DATA EXTRACT >>

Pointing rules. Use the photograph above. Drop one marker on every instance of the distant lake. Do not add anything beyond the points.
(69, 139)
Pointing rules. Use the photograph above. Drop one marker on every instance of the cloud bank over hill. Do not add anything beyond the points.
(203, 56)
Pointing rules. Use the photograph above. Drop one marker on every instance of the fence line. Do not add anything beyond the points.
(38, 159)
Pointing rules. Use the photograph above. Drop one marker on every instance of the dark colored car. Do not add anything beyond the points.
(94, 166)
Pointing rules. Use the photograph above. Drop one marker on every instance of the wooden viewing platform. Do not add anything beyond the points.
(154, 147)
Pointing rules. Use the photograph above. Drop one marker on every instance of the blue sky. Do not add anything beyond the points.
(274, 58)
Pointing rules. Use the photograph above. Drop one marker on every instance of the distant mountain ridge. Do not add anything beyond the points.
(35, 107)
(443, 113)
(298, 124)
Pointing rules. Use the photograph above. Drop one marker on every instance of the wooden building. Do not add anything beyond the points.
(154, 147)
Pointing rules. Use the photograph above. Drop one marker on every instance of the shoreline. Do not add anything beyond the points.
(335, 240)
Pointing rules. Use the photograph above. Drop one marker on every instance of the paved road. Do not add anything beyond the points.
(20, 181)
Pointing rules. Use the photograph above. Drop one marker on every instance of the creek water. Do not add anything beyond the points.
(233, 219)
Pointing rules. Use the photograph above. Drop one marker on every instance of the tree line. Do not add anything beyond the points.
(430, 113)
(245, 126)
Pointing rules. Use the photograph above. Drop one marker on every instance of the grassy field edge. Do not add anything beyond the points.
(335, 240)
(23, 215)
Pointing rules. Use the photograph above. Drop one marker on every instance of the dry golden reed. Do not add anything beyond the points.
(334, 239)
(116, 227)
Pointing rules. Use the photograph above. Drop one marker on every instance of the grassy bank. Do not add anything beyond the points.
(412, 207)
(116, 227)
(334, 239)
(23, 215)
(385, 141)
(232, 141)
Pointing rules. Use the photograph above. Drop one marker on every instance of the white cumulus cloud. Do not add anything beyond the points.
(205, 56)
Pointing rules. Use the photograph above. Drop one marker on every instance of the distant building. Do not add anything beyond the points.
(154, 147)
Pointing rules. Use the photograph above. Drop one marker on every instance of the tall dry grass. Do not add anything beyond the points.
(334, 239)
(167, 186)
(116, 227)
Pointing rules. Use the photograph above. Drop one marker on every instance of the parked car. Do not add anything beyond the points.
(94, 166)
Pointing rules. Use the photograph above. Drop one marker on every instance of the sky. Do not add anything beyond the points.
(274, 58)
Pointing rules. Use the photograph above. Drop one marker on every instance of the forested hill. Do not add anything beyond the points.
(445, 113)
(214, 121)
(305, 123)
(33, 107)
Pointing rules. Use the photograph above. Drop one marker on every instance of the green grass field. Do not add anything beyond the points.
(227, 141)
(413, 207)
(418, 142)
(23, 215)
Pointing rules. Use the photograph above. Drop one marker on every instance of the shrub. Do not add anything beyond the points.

WORK REQUIRED >>
Write out all the items above again, swapping "Drop one marker" for "Place one marker" wherever it occurs and leaving every other word unchanged.

RESPONSE TO THE EXERCISE >>
Pointing rules. Use the photograph above. Place one marker on every instance of the distant lake. Do not add anything beyond the points.
(69, 139)
Pointing rules. Use the photograph above. Place one marker on every instance of the cloud bank over hill. Do not add anything beyond the points.
(203, 56)
Pointing rules. Use the photograph above. Place one marker on every instance of the fence line. Do not add anything beyond the points.
(38, 159)
Pointing rules. Use the photograph above. Place one marker on every instance of the dark colored car. Do not add anything beyond the points.
(94, 166)
Pointing rules. Use the photograph above. Place one marker on every instance of the wooden viewing platform. Do not add anything beyond the points.
(154, 147)
Pointing rules. Use the photograph above. Place one marker on every instance of the blue sky. Do not add anything beyond the points.
(274, 58)
Pointing rules. Use the photograph above. Place one marker on every instance of the distant mountain ridge. Do not add anything beyond the points.
(35, 107)
(443, 113)
(298, 124)
Pointing rules. Use the photograph above. Place one marker on every instance of the wooden building. Do not add anything beyond the points.
(154, 147)
Pointing rules. Use the photograph above. Place one marker on every instance of the shoreline. Do not add anything beyond the points.
(335, 240)
Pointing rules. Use the photograph above. Place one marker on every instance of the paved road. Do not add anything beyond the points.
(20, 181)
Pointing rules. Use the photograph above. Place one marker on every instance of the creek water. Do not add anything beyond the points.
(233, 219)
Pointing rules. Use the photograph above. Place one marker on every instance of the tree line. Do not add anything beyond the points.
(430, 113)
(245, 126)
Pointing rules. Use the photograph above. Place one marker on every instance of the grassy field edge. Do not add anything beyond the points.
(335, 240)
(23, 215)
Pointing rules. Use the photograph above. Place one marker on every instance of the dry golden reed. Do not add anything beyond the points.
(334, 239)
(116, 227)
Pointing rules. Use the photograph above. Place one marker on every instance of the grassy bank. Do not add anything beyond the points.
(412, 207)
(116, 227)
(334, 239)
(23, 215)
(385, 141)
(232, 141)
Pointing rules. Use the photograph above. Place one marker on every instance of the white cumulus cloud. Do not add anything beyond the points.
(205, 56)
Pointing rules. Use the photograph above. Place one marker on every instance of the distant building. Do not add anything beyond the points.
(154, 147)
Pointing rules. Use the photograph above. Place one marker on every instance of the tall dry grass. Do not add anything beyond the points.
(334, 239)
(167, 186)
(116, 227)
Pointing rules. Use the photograph above. Place one marker on every instance of the parked car. Do not add anything beyond the points.
(94, 166)
Pointing rules. Use the photograph above. Place one marker on every instance of the sky. Do not add anything beyond the points.
(274, 58)
Pointing rules. Use the photograph above. Place one marker on every instance of the forested hill. Do not add anything beyond the points.
(445, 113)
(214, 121)
(305, 123)
(33, 107)
Pointing rules. Use the photograph above. Place one marker on every instance of the green grass field. Do not add anything beyond the points.
(227, 141)
(413, 207)
(418, 142)
(23, 215)
Pointing rules. Use the photograph above. Place one marker on every instance of the shrub. Do not add anything beyond the points.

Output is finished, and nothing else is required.